# [ZIEL DER ÜBUNG]
Welche der folgenden Zeilen enthalten das Wort „white“? Gib jede dieser Zeilen vollständig und unverändert an.

- - - -

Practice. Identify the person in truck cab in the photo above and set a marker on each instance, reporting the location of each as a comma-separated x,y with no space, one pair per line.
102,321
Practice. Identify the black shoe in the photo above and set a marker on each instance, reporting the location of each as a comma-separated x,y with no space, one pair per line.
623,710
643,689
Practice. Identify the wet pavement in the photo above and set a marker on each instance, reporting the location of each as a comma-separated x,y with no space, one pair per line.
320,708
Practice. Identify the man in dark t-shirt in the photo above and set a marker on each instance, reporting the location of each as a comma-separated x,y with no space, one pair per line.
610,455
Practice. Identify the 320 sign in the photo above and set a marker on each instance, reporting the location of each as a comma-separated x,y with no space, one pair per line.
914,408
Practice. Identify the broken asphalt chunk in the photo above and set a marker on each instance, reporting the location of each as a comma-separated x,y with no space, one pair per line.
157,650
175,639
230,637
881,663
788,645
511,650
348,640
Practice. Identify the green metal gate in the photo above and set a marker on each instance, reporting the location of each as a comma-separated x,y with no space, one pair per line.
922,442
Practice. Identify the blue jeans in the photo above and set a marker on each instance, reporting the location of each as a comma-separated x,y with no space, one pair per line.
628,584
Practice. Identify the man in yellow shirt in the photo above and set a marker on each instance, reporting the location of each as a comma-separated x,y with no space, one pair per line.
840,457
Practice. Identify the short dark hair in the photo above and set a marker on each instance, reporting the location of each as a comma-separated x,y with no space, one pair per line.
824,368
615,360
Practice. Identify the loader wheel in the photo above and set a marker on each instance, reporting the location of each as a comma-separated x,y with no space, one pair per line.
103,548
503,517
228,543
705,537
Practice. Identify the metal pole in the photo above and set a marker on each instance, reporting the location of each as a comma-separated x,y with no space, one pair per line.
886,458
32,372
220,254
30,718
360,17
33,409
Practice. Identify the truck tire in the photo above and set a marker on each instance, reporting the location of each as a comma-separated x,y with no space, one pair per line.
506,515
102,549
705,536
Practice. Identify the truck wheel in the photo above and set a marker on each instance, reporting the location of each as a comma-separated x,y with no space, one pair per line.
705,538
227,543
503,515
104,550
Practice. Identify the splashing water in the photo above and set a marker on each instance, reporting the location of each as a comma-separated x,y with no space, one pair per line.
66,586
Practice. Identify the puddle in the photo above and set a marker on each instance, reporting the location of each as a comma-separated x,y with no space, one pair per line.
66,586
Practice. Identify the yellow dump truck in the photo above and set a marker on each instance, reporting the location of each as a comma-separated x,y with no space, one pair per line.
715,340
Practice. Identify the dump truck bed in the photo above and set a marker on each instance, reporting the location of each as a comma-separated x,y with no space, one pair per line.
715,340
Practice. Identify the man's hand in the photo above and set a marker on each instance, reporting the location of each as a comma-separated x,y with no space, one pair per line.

- - - -

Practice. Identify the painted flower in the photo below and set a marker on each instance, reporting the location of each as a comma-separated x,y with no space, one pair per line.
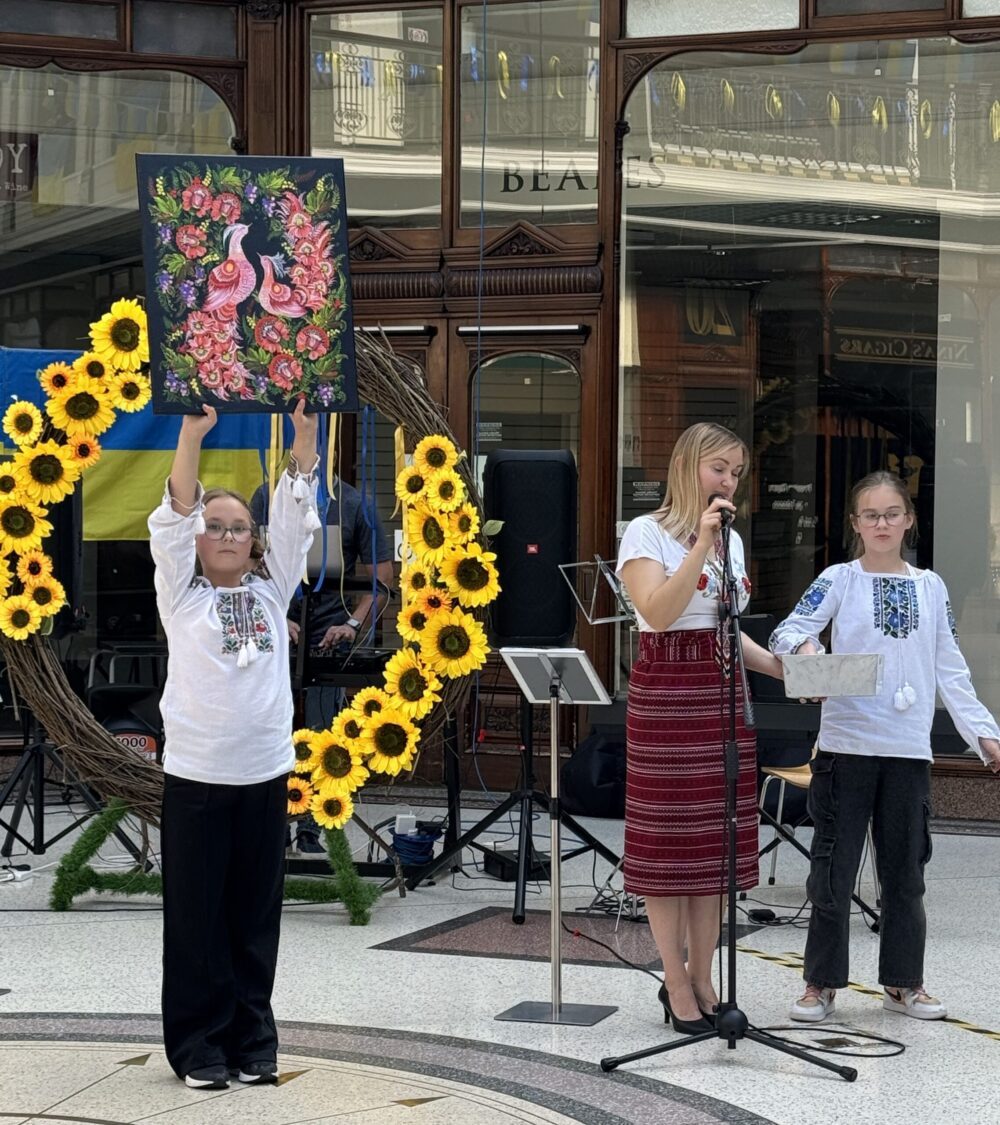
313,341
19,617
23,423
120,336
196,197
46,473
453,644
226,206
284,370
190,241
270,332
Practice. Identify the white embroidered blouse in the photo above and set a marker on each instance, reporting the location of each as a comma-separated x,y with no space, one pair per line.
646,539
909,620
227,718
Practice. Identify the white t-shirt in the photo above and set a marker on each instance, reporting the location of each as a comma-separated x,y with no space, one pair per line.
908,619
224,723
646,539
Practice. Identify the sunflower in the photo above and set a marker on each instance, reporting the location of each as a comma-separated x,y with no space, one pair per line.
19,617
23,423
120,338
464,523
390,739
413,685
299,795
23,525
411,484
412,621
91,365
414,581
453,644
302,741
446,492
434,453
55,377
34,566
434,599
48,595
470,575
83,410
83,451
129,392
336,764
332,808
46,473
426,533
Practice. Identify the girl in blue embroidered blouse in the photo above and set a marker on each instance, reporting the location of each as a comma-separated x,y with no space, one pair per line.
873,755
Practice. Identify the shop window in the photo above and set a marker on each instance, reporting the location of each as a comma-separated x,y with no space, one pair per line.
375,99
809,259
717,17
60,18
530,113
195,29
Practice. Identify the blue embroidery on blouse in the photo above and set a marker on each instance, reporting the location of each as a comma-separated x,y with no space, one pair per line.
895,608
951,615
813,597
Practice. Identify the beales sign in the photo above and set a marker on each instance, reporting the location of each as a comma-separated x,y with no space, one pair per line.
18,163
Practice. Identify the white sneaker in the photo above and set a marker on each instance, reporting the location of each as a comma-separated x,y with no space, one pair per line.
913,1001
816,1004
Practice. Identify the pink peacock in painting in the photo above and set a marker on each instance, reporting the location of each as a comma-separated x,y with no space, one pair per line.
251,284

- - - -

# [RICHTIGE AUSGABE]
Practice. Identify the white embroidered blouse in the photo above and set a marker on each instance, reporting the location of each as a comma-separated x,y with no space, one pair per line.
Practice. Identify the white t-shirt in the photo above and set a marker on each instance, reporting the location of each as a comma-separated x,y with no space, one pair per line.
Practice. Identify the white sneaker in the photo above and set a marker on each instance, reporting the location of each as a comma-separated x,y with no space, one pair per line.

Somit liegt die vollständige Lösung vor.